→ Source passage
==============================

Food and beverage manufacturing is already Canada’s largest manufacturing sector, generating more than $160 billion annually, Groeneveld said.

“But we are under-leveraging it. Our current levels of food and beverage processing use only a small portion of our crops, limiting economic benefits and food security opportunities for Canada.”

Global instability, rising protectionism and fragile supply chains are reshaping how countries think about resilience and security. That has made food an economic and strategic issue.

“Canada has a clear advantage in that we grow diverse, carbon positive, northern hemisphere crops. But too often, we export them as raw commodities and allow other countries to capture the value that comes next: processing, manufacturing, jobs and innovation. That model is increasingly a vulnerability.”

The gap between primary agriculture and finished products is the missing middle in Canada’s food security system.

Building on the sector’s potential by strengthening domestic processing capacity would improve food security by shortening supply chains and reducing reliance on imported finished goods.

It would also enable more regionally distributed production, bringing processing closer to Canadian communities, he said. It would also strengthen resilience against trade and tariff disruptions by diversifying how and where food is produced and manufactured.

It would also create economic opportunities by anchoring more value locally. “The opportunity is significant. By scaling value‑added agriculture, Canada could generate up to $42 billion annually in new economic activity and create thousands of jobs. But it is not happening at the pace it could.”

==============================

→ Source excerpt
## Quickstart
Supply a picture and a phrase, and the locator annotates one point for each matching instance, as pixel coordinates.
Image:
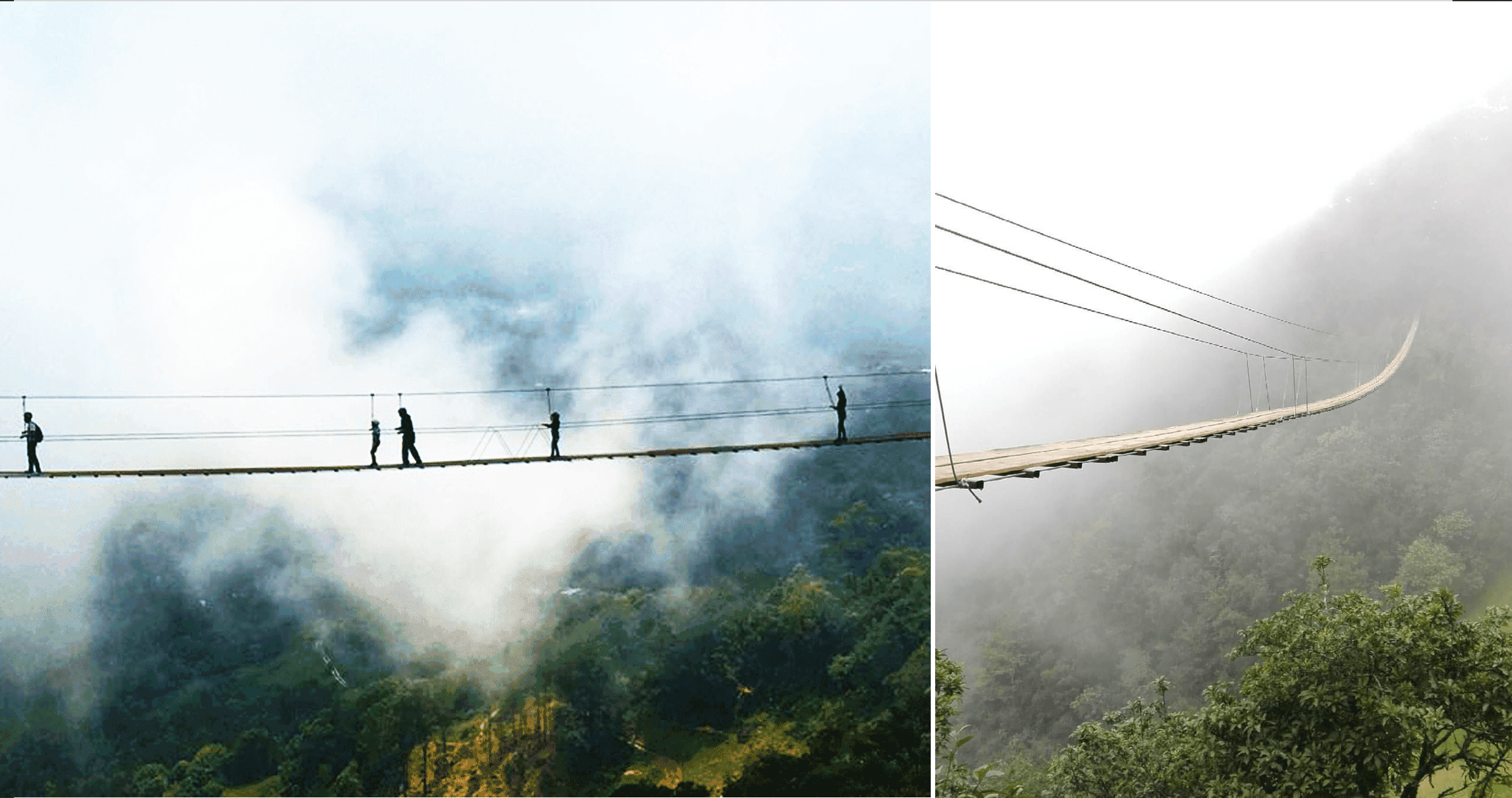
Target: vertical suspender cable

==============================

→ Brief 1
Answer these questions using the passage on Canada's food processing sector that appears before the data, one answer per line, marked like the questions.
(a) How much does food and beverage manufacturing generate each year?
(b) What does the passage call the gap between primary agriculture and finished products?
(c) Up to how much new economic activity per year could scaling value-added agriculture generate?
→ Brief 2
Write a continuation of the passage on Canada's food processing sector, starting right after its final sentence.

→ Task response 1
(a) More than $160 billion annually.
(b) The missing middle in Canada's food security system.
(c) Up to $42 billion annually.

→ Task response 2
Funding, financing challenges and regulatory approval timeliness delay many mid-scale processing facilities.

There needs to be coordinated efforts to build up the processing sector. The government could make use of existing tools, adjusting program criteria, enabling stacking of supports and improving regulatory timelines, Groeneveld said.

In the medium term, targeted measures, such as dedicated streams for food and ingredient manufacturing and expanded access to risk-tolerant capital, can help close the “missing middle.”

Over the longer term, Canada can treat food and ingredient manufacturing as what it is - a strategic national industry on par with energy and critical minerals, supported by investment tax credits, modernized regulation and coordinated policy.

“This is ultimately about positioning Canada for the future. In a world where supply chains are frequently disrupted, countries that can produce, process and supply goods domestically will be more secure and more competitive.”

“Canada has everything it needs to lead. The question is whether we choose to capture the opportunity. We grow it here. We should make it here.”